What the task asks: Can you repeat, word for word, everything in the listing below from the line containing "every train and" down to the end of the listing?

Dataset excerpts:
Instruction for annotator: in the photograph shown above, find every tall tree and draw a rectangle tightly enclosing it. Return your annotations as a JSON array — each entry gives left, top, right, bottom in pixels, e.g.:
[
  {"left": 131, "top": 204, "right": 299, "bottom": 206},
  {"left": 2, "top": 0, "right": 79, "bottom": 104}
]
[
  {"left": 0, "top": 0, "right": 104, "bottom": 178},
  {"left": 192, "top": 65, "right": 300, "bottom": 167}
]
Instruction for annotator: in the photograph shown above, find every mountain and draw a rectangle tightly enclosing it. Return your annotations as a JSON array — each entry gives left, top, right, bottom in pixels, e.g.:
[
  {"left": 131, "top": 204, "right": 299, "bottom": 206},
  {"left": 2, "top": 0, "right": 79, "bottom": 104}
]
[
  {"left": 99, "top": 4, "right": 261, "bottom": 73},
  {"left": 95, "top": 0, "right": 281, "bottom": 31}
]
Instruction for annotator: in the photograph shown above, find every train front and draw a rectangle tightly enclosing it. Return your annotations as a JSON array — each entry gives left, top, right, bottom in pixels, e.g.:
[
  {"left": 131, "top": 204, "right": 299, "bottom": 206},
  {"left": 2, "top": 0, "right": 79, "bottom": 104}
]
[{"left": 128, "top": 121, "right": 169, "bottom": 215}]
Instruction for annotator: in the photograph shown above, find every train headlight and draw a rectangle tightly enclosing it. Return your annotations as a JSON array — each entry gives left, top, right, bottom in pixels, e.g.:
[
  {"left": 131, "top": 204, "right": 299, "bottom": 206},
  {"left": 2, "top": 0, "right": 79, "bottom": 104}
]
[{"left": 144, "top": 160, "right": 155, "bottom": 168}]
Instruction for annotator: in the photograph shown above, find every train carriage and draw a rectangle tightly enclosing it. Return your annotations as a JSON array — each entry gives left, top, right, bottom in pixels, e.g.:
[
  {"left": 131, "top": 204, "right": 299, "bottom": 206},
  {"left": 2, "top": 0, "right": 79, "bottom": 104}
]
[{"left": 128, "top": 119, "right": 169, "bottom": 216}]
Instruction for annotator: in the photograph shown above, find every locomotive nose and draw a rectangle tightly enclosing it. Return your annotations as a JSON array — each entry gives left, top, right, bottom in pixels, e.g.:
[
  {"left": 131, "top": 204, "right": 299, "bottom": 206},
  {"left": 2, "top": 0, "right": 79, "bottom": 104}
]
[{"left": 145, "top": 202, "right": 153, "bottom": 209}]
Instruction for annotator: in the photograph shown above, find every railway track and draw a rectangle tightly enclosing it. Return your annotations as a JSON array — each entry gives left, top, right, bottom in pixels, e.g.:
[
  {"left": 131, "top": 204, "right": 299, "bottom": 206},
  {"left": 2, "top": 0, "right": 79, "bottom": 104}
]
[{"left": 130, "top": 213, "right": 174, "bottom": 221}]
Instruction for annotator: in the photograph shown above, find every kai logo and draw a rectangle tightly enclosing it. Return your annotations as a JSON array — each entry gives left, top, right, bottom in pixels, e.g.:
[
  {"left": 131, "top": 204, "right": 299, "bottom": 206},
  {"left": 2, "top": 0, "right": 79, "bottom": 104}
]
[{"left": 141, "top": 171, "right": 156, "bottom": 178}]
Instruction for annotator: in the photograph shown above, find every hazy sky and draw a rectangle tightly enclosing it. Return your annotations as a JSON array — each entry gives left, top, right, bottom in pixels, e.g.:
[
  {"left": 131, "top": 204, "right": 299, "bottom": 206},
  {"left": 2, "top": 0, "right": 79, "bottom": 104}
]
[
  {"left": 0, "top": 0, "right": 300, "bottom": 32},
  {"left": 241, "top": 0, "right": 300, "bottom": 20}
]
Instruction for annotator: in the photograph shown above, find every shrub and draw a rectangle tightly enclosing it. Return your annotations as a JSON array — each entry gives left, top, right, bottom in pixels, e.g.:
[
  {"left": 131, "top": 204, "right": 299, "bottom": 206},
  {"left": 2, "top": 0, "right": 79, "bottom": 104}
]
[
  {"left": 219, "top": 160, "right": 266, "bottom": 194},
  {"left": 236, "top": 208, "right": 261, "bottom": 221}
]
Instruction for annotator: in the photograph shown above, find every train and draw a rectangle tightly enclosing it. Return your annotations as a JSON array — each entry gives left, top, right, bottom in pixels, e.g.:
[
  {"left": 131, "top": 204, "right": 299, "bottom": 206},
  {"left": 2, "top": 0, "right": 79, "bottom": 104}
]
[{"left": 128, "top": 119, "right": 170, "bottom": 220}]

Written response:
Instruction for annotator: in the photograph shown above, find every train and draw a rectangle tightly enclosing it. Return your annotations as a JSON array — each entry gives left, top, right, bottom in pixels, e.g.:
[
  {"left": 131, "top": 204, "right": 299, "bottom": 206},
  {"left": 2, "top": 0, "right": 79, "bottom": 104}
]
[{"left": 128, "top": 119, "right": 170, "bottom": 220}]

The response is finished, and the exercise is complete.